Robert: Had many of the college students experienced lucid dreams? What
questions did they bring forward about lucid dreaming and the nature of
consciousness? What did consciously being aware in the dream state suggest
I think about 30 out of 75 students had lucid dreams during this past year.
Some had lucid dreams prior to the class, but for many it was their first. I
started talking about lucid dreams early in the year and encouraged students
to tell the class when they had a "cool" dream. It also helped that they
read about the scientific experiments "proving" that lucid dreams do exist
and it really helped having visitors who discussed their own exciting
experiences with lucid dreams. (Thanks to Robert for sharing his enthusiasm
this year!) From my perspective, it changed the nature of the question,
"What is consciousness?" for everyone in the class because even those who
didn't have a lucid dream heard many experiences from their friends. I think
this "loosened" the beliefs of the class as a whole about other "paranormal"
experiences. I used lucid dreams as an example of experiences that were
considered "fringe" or "paranormal" but are now included as part of
"legitimate" science (of course, even non-lucid dreams could fall in this
category). Of course, most of the students had pure-fun type of lucid
dreams such as flying that we just enjoy. I think these kinds of experiences
hint at the possibilities and encourage students to try experimenting with
what may be possible in the dream state - such as problem solving, or
out-of-body experiences or interactions with departed relatives or probable
selves. I can recall several students over the years who had a lucid dream
that helped change their beliefs in the nature of reality, but I think and
hope that I only see the beginning of such a change. It probably takes more
than a year or a summer (and more than a single dream) to do so. I hope the
experience of lucid dreaming helps them to realize that they can use a
subjective approach to studying their own consciousness without relying
exclusively on the studies done by experts. It makes me happy when a student
tells me that he or she no longer feels a need to use drugs to reach altered
states because the lucid dreaming state is better in some way. It also
pleases me when a student expresses a self-discovered conclusion about some
of the nonsense spouted by researchers in consciousness studies who have
clearly denied themselves from having any real experiences with
consciousness from the inside.
Robert: Did your students have any experiences with lucid dreams that
surprised you? Tell us about that?
A number of years ago, the students arranged to have a class meeting in the
dream state without telling me. The organizers told their peers to focus on
a candle before sleep and then come to a dream bonfire on campus bringing a
particular secret object to show any others who managed to show up. Three or
four students were able to induce lucidity that night and remember to go to
the dream bonfire and had many tantalizing near-misses with other students.

Record list
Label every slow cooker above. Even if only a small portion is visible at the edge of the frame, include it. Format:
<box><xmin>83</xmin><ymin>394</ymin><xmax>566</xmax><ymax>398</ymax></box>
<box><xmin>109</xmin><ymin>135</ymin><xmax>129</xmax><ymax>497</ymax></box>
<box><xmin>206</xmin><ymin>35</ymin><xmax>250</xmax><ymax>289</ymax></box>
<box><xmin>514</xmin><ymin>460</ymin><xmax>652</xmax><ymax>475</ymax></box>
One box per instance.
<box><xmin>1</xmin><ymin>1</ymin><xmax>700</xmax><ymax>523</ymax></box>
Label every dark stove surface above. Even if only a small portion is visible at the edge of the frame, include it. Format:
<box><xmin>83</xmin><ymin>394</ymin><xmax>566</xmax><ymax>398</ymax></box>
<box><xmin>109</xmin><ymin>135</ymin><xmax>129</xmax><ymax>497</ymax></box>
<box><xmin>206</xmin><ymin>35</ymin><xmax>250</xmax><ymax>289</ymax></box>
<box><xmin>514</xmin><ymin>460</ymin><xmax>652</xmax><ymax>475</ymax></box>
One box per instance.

Instruction
Print the passage of the lucid dreaming interview word for word, starting at "Robert: Had many" and ending at "this past year.".

Task result
Robert: Had many of the college students experienced lucid dreams? What
questions did they bring forward about lucid dreaming and the nature of
consciousness? What did consciously being aware in the dream state suggest
I think about 30 out of 75 students had lucid dreams during this past year.